%%
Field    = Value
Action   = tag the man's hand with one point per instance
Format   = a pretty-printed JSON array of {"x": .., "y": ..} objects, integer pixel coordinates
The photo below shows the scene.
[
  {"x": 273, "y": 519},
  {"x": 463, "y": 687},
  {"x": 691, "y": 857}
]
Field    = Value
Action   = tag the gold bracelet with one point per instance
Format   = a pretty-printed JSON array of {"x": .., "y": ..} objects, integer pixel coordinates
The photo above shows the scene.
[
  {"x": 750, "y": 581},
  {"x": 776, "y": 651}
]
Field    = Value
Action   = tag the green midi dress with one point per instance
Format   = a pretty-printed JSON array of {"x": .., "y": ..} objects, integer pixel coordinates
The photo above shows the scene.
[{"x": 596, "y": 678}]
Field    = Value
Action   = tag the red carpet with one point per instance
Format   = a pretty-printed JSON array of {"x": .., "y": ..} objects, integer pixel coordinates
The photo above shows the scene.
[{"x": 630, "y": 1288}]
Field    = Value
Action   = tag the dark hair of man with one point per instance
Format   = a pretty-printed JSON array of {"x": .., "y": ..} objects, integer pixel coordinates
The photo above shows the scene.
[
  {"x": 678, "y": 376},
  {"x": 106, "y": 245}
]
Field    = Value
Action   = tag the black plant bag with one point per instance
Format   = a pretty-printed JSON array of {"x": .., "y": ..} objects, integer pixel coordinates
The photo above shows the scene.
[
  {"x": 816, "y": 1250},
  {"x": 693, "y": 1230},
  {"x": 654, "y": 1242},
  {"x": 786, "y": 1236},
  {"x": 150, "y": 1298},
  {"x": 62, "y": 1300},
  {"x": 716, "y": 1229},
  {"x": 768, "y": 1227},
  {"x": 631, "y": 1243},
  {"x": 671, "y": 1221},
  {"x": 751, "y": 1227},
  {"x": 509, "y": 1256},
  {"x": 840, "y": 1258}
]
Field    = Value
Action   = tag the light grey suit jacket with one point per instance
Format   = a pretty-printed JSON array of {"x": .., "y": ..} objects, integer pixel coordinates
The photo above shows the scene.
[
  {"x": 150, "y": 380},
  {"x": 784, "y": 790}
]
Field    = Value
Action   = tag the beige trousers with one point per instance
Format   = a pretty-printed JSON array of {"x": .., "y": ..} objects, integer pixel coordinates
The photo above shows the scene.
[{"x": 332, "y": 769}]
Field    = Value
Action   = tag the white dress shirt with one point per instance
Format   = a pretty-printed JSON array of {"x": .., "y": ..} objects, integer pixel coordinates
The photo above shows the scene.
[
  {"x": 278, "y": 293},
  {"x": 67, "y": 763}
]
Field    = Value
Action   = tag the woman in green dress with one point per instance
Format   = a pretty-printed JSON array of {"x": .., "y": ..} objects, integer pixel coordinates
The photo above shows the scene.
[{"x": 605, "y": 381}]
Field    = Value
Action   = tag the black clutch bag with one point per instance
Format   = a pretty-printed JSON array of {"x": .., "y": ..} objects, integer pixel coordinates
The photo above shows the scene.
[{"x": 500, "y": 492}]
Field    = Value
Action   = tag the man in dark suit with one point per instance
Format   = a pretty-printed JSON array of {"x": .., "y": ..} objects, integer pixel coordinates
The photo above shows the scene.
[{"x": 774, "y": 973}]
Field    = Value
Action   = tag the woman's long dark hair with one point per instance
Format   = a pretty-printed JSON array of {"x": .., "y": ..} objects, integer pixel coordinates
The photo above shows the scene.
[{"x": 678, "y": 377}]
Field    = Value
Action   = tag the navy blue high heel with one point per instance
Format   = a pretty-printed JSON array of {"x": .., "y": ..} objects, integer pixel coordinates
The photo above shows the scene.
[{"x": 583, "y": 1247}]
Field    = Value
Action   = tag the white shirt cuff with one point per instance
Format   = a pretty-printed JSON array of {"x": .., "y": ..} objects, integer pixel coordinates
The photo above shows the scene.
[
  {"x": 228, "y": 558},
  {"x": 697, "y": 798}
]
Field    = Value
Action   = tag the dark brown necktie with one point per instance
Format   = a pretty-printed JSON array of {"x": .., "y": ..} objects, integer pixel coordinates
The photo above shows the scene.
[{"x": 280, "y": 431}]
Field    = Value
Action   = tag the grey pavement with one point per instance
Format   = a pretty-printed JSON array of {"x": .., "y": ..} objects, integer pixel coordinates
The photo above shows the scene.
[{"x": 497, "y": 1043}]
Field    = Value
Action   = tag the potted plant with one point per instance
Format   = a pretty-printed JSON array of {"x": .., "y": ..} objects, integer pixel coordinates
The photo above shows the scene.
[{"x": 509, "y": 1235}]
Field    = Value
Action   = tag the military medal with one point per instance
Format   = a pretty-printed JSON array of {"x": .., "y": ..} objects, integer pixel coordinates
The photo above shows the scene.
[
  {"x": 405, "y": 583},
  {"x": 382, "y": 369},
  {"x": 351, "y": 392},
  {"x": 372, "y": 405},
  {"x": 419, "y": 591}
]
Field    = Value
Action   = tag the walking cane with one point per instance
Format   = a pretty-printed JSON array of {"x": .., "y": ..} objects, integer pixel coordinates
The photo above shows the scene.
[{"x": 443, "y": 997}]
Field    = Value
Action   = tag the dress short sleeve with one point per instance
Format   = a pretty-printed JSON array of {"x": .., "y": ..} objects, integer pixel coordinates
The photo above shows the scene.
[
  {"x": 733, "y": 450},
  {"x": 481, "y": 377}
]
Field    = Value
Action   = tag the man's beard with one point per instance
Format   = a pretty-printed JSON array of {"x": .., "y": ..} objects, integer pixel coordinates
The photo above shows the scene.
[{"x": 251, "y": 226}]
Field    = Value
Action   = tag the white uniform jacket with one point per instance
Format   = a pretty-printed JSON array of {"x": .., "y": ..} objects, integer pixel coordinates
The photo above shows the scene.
%%
** What the task requires **
Return the lines above exactly, keeping every word.

** Response **
Field    = Value
Action   = tag the man's hand with one point per instance
Format   = a pretty-printed JSON array of {"x": .., "y": ..} objects, integer pixel coordinates
The photo below shows the scene.
[
  {"x": 273, "y": 519},
  {"x": 463, "y": 687},
  {"x": 691, "y": 857}
]
Field    = Value
Action   = tag the gold bracelet with one point per instance
Format   = a pretty-printed JSON array of {"x": .., "y": ..} objects, integer pixel coordinates
The photo above shows the scene.
[
  {"x": 750, "y": 581},
  {"x": 776, "y": 651}
]
Field    = Value
Action   = tag the green midi dress with one point per instance
Format   = a pretty-printed JSON array of {"x": .., "y": ..} objects, integer pixel coordinates
The photo above shows the scene.
[{"x": 596, "y": 678}]
Field    = Value
Action   = tag the red carpet with one point per instance
Format   = a pretty-printed JSON array of {"x": .., "y": ..} objects, integer pixel coordinates
The photo above shows the scene.
[{"x": 630, "y": 1288}]
Field    = Value
Action   = tag the dark hair of man with one point per instance
Format   = a pretty-printed JSON array of {"x": .., "y": ..} objects, integer pixel coordinates
The photo above shows the scene.
[
  {"x": 678, "y": 376},
  {"x": 106, "y": 245}
]
Field    = Value
Action   = tag the black plant bag with one point per instance
Format   = a pretty-printed JSON array of {"x": .., "y": ..} objects, integer pixel coordinates
The photo above shows the scene.
[
  {"x": 816, "y": 1250},
  {"x": 693, "y": 1230},
  {"x": 654, "y": 1242},
  {"x": 786, "y": 1236},
  {"x": 150, "y": 1298},
  {"x": 62, "y": 1300},
  {"x": 716, "y": 1229},
  {"x": 768, "y": 1227},
  {"x": 631, "y": 1243},
  {"x": 671, "y": 1221},
  {"x": 751, "y": 1227},
  {"x": 509, "y": 1256},
  {"x": 840, "y": 1258}
]
Field    = Value
Action   = tag the light grey suit jacket with one point per instance
Format   = a pretty-printed JSON array of {"x": .., "y": ..} objects, integer pixel coordinates
The photo above shows the scene.
[
  {"x": 150, "y": 380},
  {"x": 784, "y": 790}
]
Field    = Value
Action   = tag the beige trousers with one point per instance
Format   = a pretty-printed JSON array of {"x": .., "y": ..} objects, integer pixel coordinates
The photo above shows the scene.
[{"x": 332, "y": 769}]
Field    = Value
Action   = tag the white dress shirt with one point per instance
Format   = a pretty-printed JSON array of {"x": .., "y": ..} objects, integer pixel coordinates
The photo above shows the scene.
[
  {"x": 278, "y": 293},
  {"x": 67, "y": 763}
]
Field    = Value
Action   = tag the woman in green dress with one point per instance
Format   = a pretty-printed JSON array of {"x": .., "y": ..} objects, integer pixel coordinates
The photo above shows the scene.
[{"x": 605, "y": 381}]
Field    = Value
Action   = tag the black clutch bag with one point per instance
Format   = a pretty-printed JSON array of {"x": .., "y": ..} objects, integer pixel coordinates
The photo above shows the scene.
[{"x": 500, "y": 492}]
Field    = Value
Action   = tag the man in dark suit with one point per instance
Format   = a pretty-printed JSON array of {"x": .., "y": ..} objects, integer pixel coordinates
The photo above shows the scene.
[{"x": 774, "y": 973}]
Field    = Value
Action   = tag the woman's long dark hair with one point per instance
Format   = a pretty-printed JSON array of {"x": .., "y": ..} objects, integer pixel coordinates
The photo above shows the scene.
[{"x": 678, "y": 377}]
Field    = Value
Action   = tag the navy blue high heel with one point per instance
Format   = a pretty-printed JSON array of {"x": .., "y": ..} objects, integer pixel coordinates
The photo above shows the scene.
[{"x": 583, "y": 1247}]
Field    = Value
Action   = tag the white shirt cuff with one point per instance
Format   = a pretty-printed JSON array of {"x": .., "y": ..} objects, integer pixel coordinates
The photo above shows the scene.
[
  {"x": 228, "y": 558},
  {"x": 697, "y": 798}
]
Field    = Value
Action   = tag the dark brown necktie with one point per instance
Format   = a pretty-printed JSON array of {"x": .., "y": ..} objects, integer pixel coordinates
The photo above shows the scene.
[{"x": 280, "y": 431}]
Field    = Value
Action   = tag the grey pavement with one point per instance
Format   = a pretty-printed JSON array of {"x": .., "y": ..} objects, integer pixel coordinates
The photo above shows the scene.
[{"x": 497, "y": 1043}]
Field    = Value
Action   = tag the potted plant with one point per instance
Format   = a pretty-printed JSON array of {"x": .., "y": ..} objects, integer pixel coordinates
The photo above shows the scene.
[{"x": 509, "y": 1235}]
Field    = Value
Action   = tag the military medal with one point per instance
Format   = a pretty-printed JSON array of {"x": .., "y": ..} objects, integer pixel coordinates
The photo above shows the scene.
[
  {"x": 405, "y": 583},
  {"x": 382, "y": 369},
  {"x": 351, "y": 392},
  {"x": 372, "y": 405},
  {"x": 419, "y": 591}
]
Field    = Value
Action   = tag the walking cane with one point per instance
Format   = a pretty-printed JSON array of {"x": .., "y": ..} objects, integer pixel coordinates
The photo above shows the scene.
[{"x": 443, "y": 997}]
Field    = Value
Action   = tag the dress short sleeve with one point per instance
Format   = a pretty-printed JSON array of {"x": .., "y": ..} objects, integer pixel coordinates
The photo above shows the scene.
[
  {"x": 733, "y": 450},
  {"x": 481, "y": 377}
]
Field    = Value
Action   = tag the man's beard with one point per instance
Format   = a pretty-printed JSON array of {"x": .., "y": ..} objects, integer pixel coordinates
The photo above shows the scene.
[{"x": 251, "y": 226}]
Field    = Value
Action   = tag the white uniform jacket with one point per instance
Format   = a pretty-printed JSON array of {"x": .., "y": ..} objects, integer pixel coordinates
The photo above shows the scene.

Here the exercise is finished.